* _ARTICLE_:
****************

The hardware interrupt handler is available on all CPUs, so several can be running all at once if IRQ balancing is set that way
Small hardware interrupt handlers are better for the scheduler because the scheduler can decide when to do the bulk of the work in the softirq
Small hardware interrupt handlers are also less likely to cause crashes at a level where recovery may be impossible
The softirq can still do a lot of damage but there are more recovery options if it does crash & burn

Now that I understand better what Linux is doing, I can respect this design. But I'm not convinced - it seems inefficient to design a driver in two pieces.

Brendan · Post by **Brendan** » Mon May 28, 2012 1:05 am

Hi,

sounds wrote:But I'm not convinced - it seems inefficient to design a driver in two pieces.

It is inefficient, but the alternative is probably worse...

If a lock is used by a "hardware interrupt handler" and also used by the kernel itself; then you have to disable IRQs when you acquire that lock to avoid deadlocks (e.g. IRQ handler waiting for a lock that can't be released until after the IRQ handler returns).

Imagine if the device driver handled the IRQ during the "hardware interrupt handler", and one device driver wanted to allocate some physical memory. Now every time the kernel wants to allocate physical memory it has to disable IRQs (to avoid causing a deadlock if a physical memory manager lock is in use at the time).

Imagine if the device driver handled the IRQ during the "hardware interrupt handler", and the kernel developers never had a standard device driver API and couldn't know which functions a device driver's interrupt handler might use. Now every function in the kernel that uses any kind of lock has to disable IRQs, just in case a device driver's IRQ handler feels like using that function and causes a deadlock. Most of the kernel probably uses some sort of locks; and having IRQs disabled for "most of the kernel" would completely destroy the kernel's ability to handle IRQs quickly (interrupt latency would be severe).

****************

* _INFORMATION SUPPLIED_:
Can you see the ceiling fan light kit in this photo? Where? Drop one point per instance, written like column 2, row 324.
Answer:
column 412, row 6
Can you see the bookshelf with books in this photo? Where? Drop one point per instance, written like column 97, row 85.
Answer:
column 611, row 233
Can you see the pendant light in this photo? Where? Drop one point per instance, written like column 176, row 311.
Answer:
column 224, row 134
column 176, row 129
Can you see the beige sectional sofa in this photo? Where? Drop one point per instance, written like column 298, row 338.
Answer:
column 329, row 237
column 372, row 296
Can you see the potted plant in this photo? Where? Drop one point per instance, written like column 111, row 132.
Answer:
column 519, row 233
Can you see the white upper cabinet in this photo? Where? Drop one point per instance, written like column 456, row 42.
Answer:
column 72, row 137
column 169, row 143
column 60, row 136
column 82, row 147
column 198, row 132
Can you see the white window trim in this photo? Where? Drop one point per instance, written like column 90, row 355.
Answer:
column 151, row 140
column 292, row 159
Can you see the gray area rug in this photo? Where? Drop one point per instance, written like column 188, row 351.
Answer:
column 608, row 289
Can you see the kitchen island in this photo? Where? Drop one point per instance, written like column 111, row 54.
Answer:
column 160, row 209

****************

* _EXERCISE BRIEF_:
Reproduce the forum thread on interrupt handlers word for word, in full. Work only from the forum thread on interrupt handlers.

* _SOLUTION FOR THIS PROBLEM_:
The hardware interrupt handler is available on all CPUs, so several can be running all at once if IRQ balancing is set that way
Small hardware interrupt handlers are better for the scheduler because the scheduler can decide when to do the bulk of the work in the softirq
Small hardware interrupt handlers are also less likely to cause crashes at a level where recovery may be impossible
The softirq can still do a lot of damage but there are more recovery options if it does crash & burn

Now that I understand better what Linux is doing, I can respect this design. But I'm not convinced - it seems inefficient to design a driver in two pieces.

Brendan · Post by **Brendan** » Mon May 28, 2012 1:05 am

Hi,

sounds wrote:But I'm not convinced - it seems inefficient to design a driver in two pieces.

It is inefficient, but the alternative is probably worse...

If a lock is used by a "hardware interrupt handler" and also used by the kernel itself; then you have to disable IRQs when you acquire that lock to avoid deadlocks (e.g. IRQ handler waiting for a lock that can't be released until after the IRQ handler returns).

Imagine if the device driver handled the IRQ during the "hardware interrupt handler", and one device driver wanted to allocate some physical memory. Now every time the kernel wants to allocate physical memory it has to disable IRQs (to avoid causing a deadlock if a physical memory manager lock is in use at the time).

Imagine if the device driver handled the IRQ during the "hardware interrupt handler", and the kernel developers never had a standard device driver API and couldn't know which functions a device driver's interrupt handler might use. Now every function in the kernel that uses any kind of lock has to disable IRQs, just in case a device driver's IRQ handler feels like using that function and causes a deadlock. Most of the kernel probably uses some sort of locks; and having IRQs disabled for "most of the kernel" would completely destroy the kernel's ability to handle IRQs quickly (interrupt latency would be severe).